Instrução de trabalho 1:
Reproduza sem alterações o trecho do texto sobre a avó e seus jornais que começa com as palavras contendo "A cada duas" e termina com "guarda um tesouro.".
Instrução de trabalho 2:
Dê sequência ao texto sobre a avó e seus jornais a partir do ponto em que ele para.

---------- Texto apresentado

A cada duas semanas, a cena se repete: vendo um jornal para a minha avó, que o pendura no varal por um dia antes de abri-lo, garantindo que a rinite não a impeça de ler. Só depois desse ritual, ela o recolhe, separa os cadernos e se dedica à leitura, grifando as partes que mais chamam sua atenção. Minha vó Sussu cuida de seus jornais com o mesmo zelo de quem guarda um tesouro.

O despertar para as contradições vividas

E, de certa forma, são mesmo. “Lendo o jornal, eu aprendo a ser quem eu sou”, me disse ela certa vez. Nascida durante o Estado Novo de Vargas e tendo enfrentado a ditadura militar como mãe solo de dois filhos, minha avó cresceu aprendendo o que podia ou não falar. Seu despertar político aconteceu dentro da Associação de Estudos, Orientação e Assistência Rural (Assesoar), em Francisco Beltrão (PR), onde teve contato com um de seus assentamentos.

“Eu sabia que existia o PTB e a UDN, mas não podíamos falar sobre isso”, lembra ela, referindo-se aos partidos mais influentes do início da ditadura militar. De 1966 a 1979, apenas dois partidos eram permitidos no Brasil: a Arena, que apoiava o regime, e o MDB, que fazia oposição dentro dos limites impostos, mas era farinha do mesmo saco. Nenhum dos dois dava voz à esquerda radical.

Quando perguntei sobre a conjuntura da época, os partidos e os golpistas, minha avó hesitou. Explicou que o povo não sabia ao certo o que acontecia no país. “E nem podíamos saber”, diz. “Eu via que quem trabalhava e era correto era tratado como errado, enquanto o pessoal da UDN era colocado como santo pelos jornais.”

Até mesmo alguns jornais católicos reforçavam o apoio ao regime, nos conta ela. Católica desde o nascimento, passou a temer a própria igreja. “Os homens andavam com armas e facão na cinta”, lembra. Mas sua fé nunca esteve dissociada da luta por justiça – algo que aprendeu na Assesoar.

--------------------
---------- Dados fornecidos

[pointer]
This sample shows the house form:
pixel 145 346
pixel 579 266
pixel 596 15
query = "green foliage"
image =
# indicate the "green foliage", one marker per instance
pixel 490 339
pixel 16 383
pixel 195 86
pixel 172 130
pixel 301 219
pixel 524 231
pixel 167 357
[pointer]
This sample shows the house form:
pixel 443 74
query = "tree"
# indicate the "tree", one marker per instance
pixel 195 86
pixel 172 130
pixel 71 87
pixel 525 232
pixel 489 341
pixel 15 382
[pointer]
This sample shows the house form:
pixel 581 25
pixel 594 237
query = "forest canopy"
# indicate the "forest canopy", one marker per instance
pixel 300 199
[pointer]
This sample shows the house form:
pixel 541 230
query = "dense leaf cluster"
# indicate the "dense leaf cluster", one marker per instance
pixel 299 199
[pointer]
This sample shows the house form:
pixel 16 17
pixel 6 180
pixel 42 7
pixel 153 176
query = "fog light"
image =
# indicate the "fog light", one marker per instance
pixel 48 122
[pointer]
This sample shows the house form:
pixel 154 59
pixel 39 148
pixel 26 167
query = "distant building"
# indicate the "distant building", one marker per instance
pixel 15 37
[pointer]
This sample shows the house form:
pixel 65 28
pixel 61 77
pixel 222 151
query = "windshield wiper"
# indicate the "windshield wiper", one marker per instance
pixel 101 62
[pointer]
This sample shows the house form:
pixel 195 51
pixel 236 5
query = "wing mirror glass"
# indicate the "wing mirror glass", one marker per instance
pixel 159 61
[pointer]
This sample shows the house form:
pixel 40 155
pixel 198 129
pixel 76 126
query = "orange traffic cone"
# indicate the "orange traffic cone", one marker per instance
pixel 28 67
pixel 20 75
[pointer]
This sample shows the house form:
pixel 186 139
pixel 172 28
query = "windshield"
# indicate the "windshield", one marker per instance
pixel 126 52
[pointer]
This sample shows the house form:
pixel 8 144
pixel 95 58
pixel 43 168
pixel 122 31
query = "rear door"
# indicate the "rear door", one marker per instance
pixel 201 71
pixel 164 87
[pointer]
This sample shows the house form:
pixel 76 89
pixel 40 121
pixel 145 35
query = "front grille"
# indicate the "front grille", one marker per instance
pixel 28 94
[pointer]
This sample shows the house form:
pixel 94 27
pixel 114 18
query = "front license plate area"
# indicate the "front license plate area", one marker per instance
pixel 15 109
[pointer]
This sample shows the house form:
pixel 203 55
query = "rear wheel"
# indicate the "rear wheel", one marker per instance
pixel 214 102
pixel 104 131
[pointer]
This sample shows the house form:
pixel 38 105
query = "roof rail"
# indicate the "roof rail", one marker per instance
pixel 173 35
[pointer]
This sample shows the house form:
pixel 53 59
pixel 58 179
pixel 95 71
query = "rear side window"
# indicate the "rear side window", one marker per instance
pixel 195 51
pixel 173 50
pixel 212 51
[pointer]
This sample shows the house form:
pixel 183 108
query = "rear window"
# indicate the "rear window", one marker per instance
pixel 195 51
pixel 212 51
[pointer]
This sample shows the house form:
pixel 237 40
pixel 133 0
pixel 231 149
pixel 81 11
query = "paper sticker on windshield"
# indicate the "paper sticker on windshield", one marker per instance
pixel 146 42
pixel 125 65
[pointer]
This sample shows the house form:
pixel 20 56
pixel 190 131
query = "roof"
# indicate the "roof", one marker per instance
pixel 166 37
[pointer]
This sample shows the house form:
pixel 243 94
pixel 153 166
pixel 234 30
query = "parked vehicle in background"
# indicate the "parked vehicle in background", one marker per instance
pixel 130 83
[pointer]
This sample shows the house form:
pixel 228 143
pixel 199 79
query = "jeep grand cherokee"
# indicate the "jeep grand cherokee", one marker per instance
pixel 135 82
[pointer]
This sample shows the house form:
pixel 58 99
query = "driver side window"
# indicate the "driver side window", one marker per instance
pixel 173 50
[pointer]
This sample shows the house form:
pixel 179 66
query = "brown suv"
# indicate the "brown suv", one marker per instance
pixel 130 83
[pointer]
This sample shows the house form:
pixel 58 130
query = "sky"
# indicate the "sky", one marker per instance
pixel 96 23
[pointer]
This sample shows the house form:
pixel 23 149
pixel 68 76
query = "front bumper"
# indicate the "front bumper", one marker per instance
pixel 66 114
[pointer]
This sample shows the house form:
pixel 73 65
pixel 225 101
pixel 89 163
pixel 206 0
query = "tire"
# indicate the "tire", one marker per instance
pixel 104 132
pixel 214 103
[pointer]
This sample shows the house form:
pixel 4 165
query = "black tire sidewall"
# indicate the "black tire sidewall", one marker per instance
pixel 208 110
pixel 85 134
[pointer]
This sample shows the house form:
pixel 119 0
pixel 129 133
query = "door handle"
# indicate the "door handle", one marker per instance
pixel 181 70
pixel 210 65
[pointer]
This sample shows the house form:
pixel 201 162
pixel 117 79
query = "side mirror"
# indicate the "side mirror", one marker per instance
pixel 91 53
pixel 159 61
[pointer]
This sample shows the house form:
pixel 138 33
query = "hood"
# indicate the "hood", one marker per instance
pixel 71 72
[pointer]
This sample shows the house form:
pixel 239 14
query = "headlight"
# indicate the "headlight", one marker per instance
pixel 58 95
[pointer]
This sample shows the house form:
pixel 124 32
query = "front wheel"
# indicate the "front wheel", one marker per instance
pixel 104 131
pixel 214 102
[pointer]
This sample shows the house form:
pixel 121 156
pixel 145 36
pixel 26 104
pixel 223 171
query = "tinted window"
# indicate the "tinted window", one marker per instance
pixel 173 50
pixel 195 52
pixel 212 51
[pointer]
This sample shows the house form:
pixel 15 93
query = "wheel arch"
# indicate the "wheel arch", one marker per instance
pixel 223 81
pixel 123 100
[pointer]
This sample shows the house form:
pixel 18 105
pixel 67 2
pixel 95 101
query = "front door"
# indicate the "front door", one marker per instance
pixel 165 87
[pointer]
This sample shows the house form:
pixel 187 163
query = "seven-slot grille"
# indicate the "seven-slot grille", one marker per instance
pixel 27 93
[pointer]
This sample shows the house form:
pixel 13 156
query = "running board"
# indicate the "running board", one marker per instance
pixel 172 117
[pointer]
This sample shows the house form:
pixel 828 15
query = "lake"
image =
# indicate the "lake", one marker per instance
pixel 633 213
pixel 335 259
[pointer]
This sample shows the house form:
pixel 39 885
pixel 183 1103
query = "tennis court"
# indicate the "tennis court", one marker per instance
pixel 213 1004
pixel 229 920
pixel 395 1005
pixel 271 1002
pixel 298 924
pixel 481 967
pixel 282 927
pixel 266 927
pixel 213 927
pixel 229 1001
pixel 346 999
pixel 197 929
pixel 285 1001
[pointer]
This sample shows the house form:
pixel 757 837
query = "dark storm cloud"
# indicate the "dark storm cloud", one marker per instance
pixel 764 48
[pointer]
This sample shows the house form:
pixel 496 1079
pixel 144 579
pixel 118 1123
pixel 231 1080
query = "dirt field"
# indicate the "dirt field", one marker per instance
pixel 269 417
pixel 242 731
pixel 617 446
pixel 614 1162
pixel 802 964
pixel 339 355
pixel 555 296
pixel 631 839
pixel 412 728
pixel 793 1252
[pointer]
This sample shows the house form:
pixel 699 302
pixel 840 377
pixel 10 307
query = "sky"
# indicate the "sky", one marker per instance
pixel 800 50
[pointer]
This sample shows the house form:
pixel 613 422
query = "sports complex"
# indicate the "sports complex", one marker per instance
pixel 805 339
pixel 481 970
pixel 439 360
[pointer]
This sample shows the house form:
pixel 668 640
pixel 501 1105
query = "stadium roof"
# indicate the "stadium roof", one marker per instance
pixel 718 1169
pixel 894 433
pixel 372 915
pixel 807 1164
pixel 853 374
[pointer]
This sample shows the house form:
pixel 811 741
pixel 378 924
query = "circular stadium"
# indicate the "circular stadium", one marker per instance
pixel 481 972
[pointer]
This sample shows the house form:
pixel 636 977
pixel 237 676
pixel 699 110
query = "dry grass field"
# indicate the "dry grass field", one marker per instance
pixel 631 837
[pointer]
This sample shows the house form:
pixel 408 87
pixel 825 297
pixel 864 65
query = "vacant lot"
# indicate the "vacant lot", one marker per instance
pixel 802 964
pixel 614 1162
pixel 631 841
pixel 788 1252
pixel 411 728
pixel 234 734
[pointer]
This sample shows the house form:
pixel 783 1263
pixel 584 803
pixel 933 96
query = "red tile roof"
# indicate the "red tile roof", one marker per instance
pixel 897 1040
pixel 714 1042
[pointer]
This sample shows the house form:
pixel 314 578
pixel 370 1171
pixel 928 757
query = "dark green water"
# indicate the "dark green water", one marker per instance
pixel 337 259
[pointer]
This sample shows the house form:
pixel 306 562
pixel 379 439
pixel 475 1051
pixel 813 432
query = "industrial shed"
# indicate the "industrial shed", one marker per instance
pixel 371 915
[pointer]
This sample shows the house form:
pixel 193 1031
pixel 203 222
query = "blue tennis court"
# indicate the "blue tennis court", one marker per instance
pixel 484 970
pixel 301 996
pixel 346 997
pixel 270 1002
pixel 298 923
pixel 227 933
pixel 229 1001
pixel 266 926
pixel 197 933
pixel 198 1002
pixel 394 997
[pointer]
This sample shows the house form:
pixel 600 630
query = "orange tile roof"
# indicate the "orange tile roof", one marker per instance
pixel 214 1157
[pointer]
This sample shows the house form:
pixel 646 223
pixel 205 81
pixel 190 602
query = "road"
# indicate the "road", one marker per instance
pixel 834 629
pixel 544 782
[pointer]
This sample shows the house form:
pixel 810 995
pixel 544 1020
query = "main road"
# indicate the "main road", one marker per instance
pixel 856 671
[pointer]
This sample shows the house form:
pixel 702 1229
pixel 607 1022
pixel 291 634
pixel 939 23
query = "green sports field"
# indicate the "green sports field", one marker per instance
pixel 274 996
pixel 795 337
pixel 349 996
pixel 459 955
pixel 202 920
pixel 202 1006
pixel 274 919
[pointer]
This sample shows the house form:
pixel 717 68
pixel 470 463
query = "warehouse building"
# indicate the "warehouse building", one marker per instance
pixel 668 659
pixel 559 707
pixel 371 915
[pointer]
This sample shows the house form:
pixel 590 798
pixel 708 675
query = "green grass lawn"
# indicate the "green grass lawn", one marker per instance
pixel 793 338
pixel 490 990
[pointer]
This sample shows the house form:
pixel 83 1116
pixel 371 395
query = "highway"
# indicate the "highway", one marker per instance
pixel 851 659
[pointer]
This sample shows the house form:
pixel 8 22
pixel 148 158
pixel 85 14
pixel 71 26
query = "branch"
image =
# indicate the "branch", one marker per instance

--------------------

Seção de resposta 1:
A cada duas semanas, a cena se repete: vendo um jornal para a minha avó, que o pendura no varal por um dia antes de abri-lo, garantindo que a rinite não a impeça de ler. Só depois desse ritual, ela o recolhe, separa os cadernos e se dedica à leitura, grifando as partes que mais chamam sua atenção. Minha vó Sussu cuida de seus jornais com o mesmo zelo de quem guarda um tesouro.

Seção de resposta 2:
Com o jornal A Verdade, minha avó pôde conhecer mais a fundo a ditadura militar, suas motivações e suas consequências até hoje. Aprendeu sobre o avanço do fascismo no mundo e os limites da social democracia para resolver nossos problemas. Prova disso são nossas conversas, em que ela associa o governo Bolsonaro ao passado ditatorial, renega as políticas fascistas do Estado de Israel contra a Palestina e mantém um posicionamento crítico acerca do Governo Lula, mesmo consumindo conteúdo de mídias hegemônicas.

O jornal também a ajudou a desconstruir antigas convicções. Antes, por exemplo, considerava Che Guevara um símbolo negativo. “Uma vez vi um livro do Che do lado da cama da minha filha e fiquei quase louca!”, conta. Mas, depois de ler a matéria sobre ele na edição nº 280 mudou de ideia. “Antes, eu achava que ele fosse um demônio. Agora, lendo sobre sua história e seus pensamentos, vi que, na verdade, ele era ‘santo’.” Emocionada, recortou a foto do revolucionário e a guardou dentro da sua Bíblia.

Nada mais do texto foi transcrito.